TEXT EXCERPT:

Chicken Curry, is there such a thing? My thoughts on this have been clear for some time, however, there are exceptions which prove the rule. Lamb Korma? Lamb Patia? They simply do not work, it has to be Chicken. For Hector, Lamb does not work well in a creamy-coconut sauce, Sweet & Sour Lamb doesn’t seem to be a sensible partnership either. Marg is in agreement and it is she who has to eat what is cooked.

The continuing Lockdown has set the mind towards giving Chicken Curry another outing. The Daal Gosht cooked at the tail end of 2020 went down well despite there being more of a crunch than anticipated.

The difference between a Daal Gosht and a Dhansak remains unclear. Having consulted my local Guru, I remain none the wiser. Another source informs me that a Dhansak is never served at a wedding or other festive event, but in the aftermath of a funeral, fitting for today.

Having watched Lord Clive of Crawley put away many a Dhansak, he has tended to favour Chicken over Lamb. It was time to consult some recipes. Having done so the following creation evolved, if that’s not a dichotomy.

The fine Spices – Cumin Seeds, Coriander Seeds, Mustard Seeds – were dry fried along with my own freshly ground Garam Masala made today from Cinnamon Bark, Methi Seeds (Peter!), Cloves, Peppercorns, a dry Red Chilli, Bay Leaves, and Curry Leaves.

The aroma hit hard, and knowing how little the time there can be between success and clouds of black smoke, I started adding the tinned Tomatoes and Purée then Oil, to calm everything down.

I like this method of recent weeks, on blending I had achieved a fine Tomato-rich, Spicy Masala. I could have stopped here, but an Onion was calling the Garlic and Ginger, and so back to the traditional method.

If I’m going to cook a Chicken Curry then it has to be with thighs, and on-the-bone. I stirred in the Meat in the hope that there would be some absorption of Flavours. Chicken, who was I kidding? The Salt went in along with the Turmeric and Paprika.

I had soaked a mass of Red Lentils and Split Chickpeas overnight in the hope the outcome would be less – crunchy – than for the Daal Gosht. The Chicken bones would end up as stock for Soup, hence the initial abundance of Lentils. When does a Split Chickpea become a Lentil? In mostly Pakistani restaurants – was the reply from my Guru – Bill.

The slow cooker was once again employed, water was added else everything would have been way too dry. Five hours later, and time passes so quickly during Lockdown, I scooped out most of the Masala and blended it before returning it to the pot.

Behold, Hector’s Chicken Dhansak, or is it a Murgh Daal?

The Curry would be topped with the full – foliage – flavour triumvirate. During cooking, I had held back on the Green Chillies and Chilli Powder. A – kick – was required, for Hector at least. I bought a new 10kg bag of Basmati today. Rice has more then doubled in price during the years of Curry-Heute, with the exception of – easy cook – American Rice, no thanks.

RECORDS:
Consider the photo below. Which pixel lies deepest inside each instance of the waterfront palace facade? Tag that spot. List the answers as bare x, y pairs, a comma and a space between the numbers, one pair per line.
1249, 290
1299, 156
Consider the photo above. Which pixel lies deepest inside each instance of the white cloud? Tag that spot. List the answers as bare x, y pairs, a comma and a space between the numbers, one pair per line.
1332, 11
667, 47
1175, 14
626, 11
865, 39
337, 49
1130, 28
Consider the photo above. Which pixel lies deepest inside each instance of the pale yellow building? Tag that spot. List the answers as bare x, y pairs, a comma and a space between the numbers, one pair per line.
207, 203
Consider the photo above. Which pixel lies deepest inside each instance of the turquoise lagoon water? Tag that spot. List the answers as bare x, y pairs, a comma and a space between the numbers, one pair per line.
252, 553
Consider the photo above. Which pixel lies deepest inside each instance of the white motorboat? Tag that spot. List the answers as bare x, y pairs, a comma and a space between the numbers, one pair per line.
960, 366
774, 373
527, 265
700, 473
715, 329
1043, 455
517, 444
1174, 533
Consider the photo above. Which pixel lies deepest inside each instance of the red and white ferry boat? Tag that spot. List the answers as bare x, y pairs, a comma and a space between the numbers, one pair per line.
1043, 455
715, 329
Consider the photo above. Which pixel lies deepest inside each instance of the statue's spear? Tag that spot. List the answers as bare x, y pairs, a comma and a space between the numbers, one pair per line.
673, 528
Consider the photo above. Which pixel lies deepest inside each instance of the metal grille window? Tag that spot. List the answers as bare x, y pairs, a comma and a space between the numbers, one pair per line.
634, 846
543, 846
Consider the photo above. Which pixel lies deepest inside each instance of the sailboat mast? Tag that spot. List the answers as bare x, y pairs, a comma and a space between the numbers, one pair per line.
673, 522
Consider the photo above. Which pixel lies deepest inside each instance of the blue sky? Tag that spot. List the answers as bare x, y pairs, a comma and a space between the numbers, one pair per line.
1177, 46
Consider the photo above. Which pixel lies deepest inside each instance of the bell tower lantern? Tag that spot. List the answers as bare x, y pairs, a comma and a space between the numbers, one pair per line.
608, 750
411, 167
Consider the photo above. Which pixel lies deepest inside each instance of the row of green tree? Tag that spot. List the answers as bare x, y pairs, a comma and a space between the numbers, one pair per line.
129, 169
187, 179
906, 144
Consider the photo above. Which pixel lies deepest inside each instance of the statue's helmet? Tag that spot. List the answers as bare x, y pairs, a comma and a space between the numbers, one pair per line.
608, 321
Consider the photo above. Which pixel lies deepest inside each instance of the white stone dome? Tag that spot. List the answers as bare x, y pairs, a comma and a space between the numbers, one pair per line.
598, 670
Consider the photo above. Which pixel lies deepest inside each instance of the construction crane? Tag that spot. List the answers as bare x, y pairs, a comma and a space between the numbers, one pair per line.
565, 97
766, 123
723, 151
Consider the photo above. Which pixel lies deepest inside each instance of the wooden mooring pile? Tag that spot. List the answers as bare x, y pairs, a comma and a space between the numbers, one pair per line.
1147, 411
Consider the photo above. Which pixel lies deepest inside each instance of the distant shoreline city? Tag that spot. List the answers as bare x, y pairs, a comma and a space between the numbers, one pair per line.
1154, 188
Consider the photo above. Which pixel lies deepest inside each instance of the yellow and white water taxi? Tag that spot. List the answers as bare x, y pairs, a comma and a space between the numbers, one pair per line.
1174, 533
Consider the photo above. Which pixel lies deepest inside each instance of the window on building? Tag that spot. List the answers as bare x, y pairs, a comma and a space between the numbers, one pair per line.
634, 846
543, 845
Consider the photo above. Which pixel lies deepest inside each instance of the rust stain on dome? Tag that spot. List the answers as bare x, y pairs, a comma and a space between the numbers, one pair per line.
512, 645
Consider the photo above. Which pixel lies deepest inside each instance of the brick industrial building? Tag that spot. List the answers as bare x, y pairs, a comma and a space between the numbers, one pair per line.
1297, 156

--

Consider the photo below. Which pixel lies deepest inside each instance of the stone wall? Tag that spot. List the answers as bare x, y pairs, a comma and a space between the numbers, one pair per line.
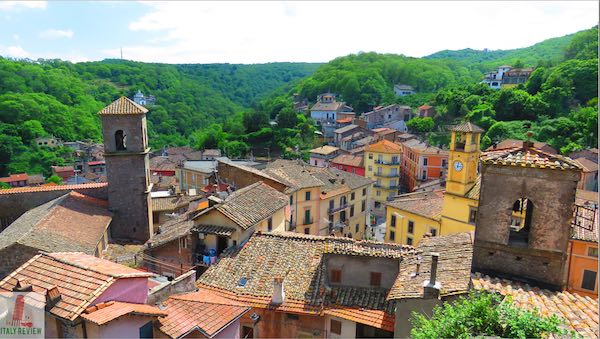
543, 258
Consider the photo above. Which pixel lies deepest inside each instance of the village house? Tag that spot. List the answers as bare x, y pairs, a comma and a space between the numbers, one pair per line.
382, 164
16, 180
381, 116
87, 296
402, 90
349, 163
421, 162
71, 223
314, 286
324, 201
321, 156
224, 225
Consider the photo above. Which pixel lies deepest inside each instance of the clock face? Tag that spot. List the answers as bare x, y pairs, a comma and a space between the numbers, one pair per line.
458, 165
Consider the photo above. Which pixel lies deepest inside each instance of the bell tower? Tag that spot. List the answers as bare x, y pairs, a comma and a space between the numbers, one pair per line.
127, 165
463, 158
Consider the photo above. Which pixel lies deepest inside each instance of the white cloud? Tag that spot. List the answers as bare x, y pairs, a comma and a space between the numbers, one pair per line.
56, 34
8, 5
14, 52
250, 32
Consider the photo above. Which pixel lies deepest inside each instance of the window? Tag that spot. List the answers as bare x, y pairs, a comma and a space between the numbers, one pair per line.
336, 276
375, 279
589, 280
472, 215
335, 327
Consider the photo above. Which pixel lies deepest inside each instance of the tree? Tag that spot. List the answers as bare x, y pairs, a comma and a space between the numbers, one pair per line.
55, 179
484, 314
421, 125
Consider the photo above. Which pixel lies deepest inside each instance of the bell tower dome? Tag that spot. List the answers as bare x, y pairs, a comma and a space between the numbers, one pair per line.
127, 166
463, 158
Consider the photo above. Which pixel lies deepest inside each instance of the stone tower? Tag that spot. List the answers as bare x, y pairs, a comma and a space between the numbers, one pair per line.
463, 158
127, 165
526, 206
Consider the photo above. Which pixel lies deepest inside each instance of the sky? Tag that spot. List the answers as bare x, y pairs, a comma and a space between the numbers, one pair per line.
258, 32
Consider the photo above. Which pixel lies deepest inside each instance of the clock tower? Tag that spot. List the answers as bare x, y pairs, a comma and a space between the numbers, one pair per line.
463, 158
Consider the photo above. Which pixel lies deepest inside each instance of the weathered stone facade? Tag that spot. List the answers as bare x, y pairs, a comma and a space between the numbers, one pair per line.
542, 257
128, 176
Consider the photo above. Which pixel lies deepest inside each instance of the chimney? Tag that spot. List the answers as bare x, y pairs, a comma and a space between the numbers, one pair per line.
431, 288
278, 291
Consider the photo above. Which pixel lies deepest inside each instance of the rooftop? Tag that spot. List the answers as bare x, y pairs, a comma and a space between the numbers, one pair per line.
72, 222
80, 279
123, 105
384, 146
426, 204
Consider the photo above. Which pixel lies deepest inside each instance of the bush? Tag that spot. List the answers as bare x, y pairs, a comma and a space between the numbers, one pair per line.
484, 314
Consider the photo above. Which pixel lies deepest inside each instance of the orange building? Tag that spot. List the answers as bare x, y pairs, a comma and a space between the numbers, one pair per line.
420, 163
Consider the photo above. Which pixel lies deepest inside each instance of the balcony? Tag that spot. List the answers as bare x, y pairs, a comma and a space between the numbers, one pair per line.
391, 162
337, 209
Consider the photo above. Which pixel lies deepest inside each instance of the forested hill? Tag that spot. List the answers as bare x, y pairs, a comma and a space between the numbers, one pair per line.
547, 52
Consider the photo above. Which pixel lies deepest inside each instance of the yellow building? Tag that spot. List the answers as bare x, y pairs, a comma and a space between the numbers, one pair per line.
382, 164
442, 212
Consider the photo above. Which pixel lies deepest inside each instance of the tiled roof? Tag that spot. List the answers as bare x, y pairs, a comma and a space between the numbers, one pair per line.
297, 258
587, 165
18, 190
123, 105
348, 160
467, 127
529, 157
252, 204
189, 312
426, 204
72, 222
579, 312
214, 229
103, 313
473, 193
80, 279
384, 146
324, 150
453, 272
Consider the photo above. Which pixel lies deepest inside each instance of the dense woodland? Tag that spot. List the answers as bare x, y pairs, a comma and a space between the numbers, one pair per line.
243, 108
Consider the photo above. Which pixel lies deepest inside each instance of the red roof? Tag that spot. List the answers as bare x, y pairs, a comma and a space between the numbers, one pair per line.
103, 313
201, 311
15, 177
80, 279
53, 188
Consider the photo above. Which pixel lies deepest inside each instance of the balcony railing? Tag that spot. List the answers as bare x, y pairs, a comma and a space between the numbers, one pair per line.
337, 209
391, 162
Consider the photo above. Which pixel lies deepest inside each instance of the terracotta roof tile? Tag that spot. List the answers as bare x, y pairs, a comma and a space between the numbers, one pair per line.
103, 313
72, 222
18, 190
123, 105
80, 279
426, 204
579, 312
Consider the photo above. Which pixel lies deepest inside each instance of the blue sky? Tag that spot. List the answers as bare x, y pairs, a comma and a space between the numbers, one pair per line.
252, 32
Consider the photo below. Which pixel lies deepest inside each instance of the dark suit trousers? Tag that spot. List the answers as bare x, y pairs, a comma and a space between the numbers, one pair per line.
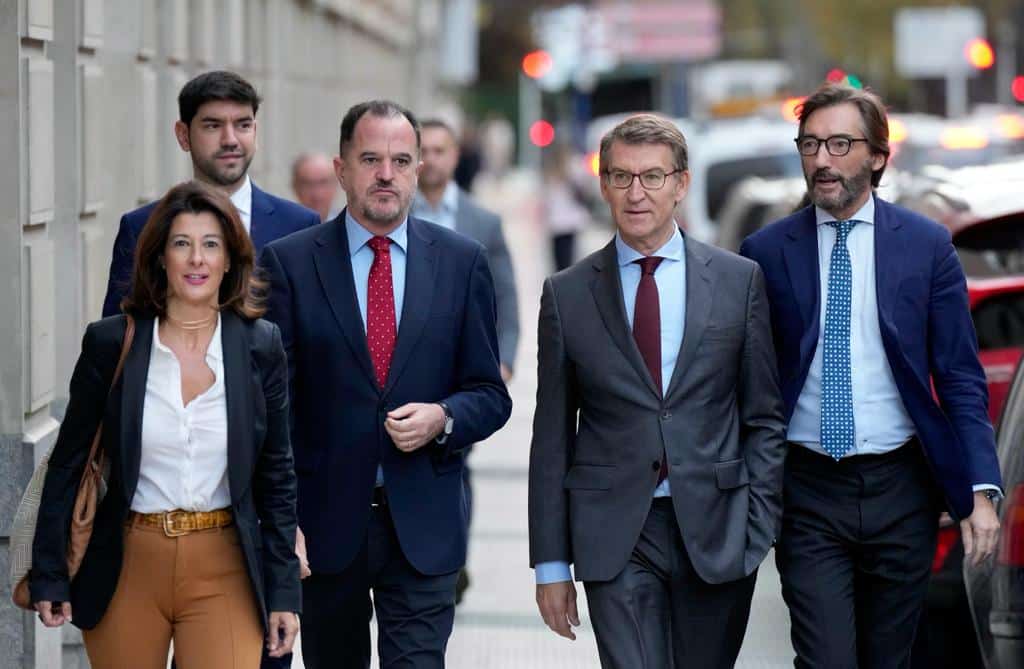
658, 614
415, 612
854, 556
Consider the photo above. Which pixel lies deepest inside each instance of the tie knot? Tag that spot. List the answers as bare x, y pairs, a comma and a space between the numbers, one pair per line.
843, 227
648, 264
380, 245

WHAT TO WORK ON:
(1) Quote the chicken curry text verbatim, beginning at the words "Chicken Curry, is" and stopping after the words "what is cooked.".
(2) Continue the chicken curry text from the point at which it stops.

RESULTS BY TASK:
(1)
Chicken Curry, is there such a thing? My thoughts on this have been clear for some time, however, there are exceptions which prove the rule. Lamb Korma? Lamb Patia? They simply do not work, it has to be Chicken. For Hector, Lamb does not work well in a creamy-coconut sauce, Sweet & Sour Lamb doesn’t seem to be a sensible partnership either. Marg is in agreement and it is she who has to eat what is cooked.

(2)
Chicken Dhansak

The blended element of the Thick Masala had turned out as hoped. This evening I had a Daal with crunchy bits, the texture of a Satay, success.

Earthy – was Marg’s opening remark. I was happy to hear that it was at least edible.

This was followed by – you feel it’s a healthy meal.

The Seasoning was low on Hector’s scale, however, more Salt would have spoiled the almost Creamy nature of what lay before me.

Is Chicken better than having Lamb? – I asked, once again referring back to December’s Daal Gosht.

It works OK – was the less than enthusiastic reply. The Daal Gosht had definitely received a more positive verdict.

As I ate on I had to accept that this event was a self fulfilling prophecy. The Chicken was merely a Meat add-on, it was making no great contribution to the eating experience. I enjoy a Daal as an accompaniment in the buffet setting, not as a main course. Chicken in a Daal, I do not regard as being – Curry.

Now for the sad news

Mother passed this morning at the QEUH, a blessing after the years of advancing dementia and subsequent frailty. As has been recognised since the launch of Curry-Heute in the page – Hector’s Lust for Curry – it was Mother’s home-cooked interpretations of an authentic Indian Recipe in the early 1960s which enabled me to take on the – Full Bhuna – at Green Gates (Glasgow) @1968. Thereafter, Curry Houses were the only restaurants I ever wanted to visit. Those who have known me since university days know – The Rule.

After my retirement, Mother’s weekly shopping was followed by Curry, as featured in a series of posts until June, 2018 when she declared that the food was having an unwelcome side effect. Ironically it was the opposite problem that saw her taken from her care home to the QEUH in December last year.